**Supplied data:**
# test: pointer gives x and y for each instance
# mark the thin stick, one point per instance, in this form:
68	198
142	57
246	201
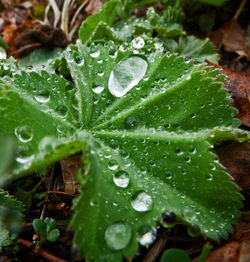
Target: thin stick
25	48
47	196
239	10
41	252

**The problem:** Quote the records above word for word, leaving the pictures out of your answer.

**In response:**
# test: pointer gives x and y for each instance
# mark the thin stick, one point per instance, in this form:
68	198
142	57
246	201
Target: thin stick
25	48
47	196
239	10
41	252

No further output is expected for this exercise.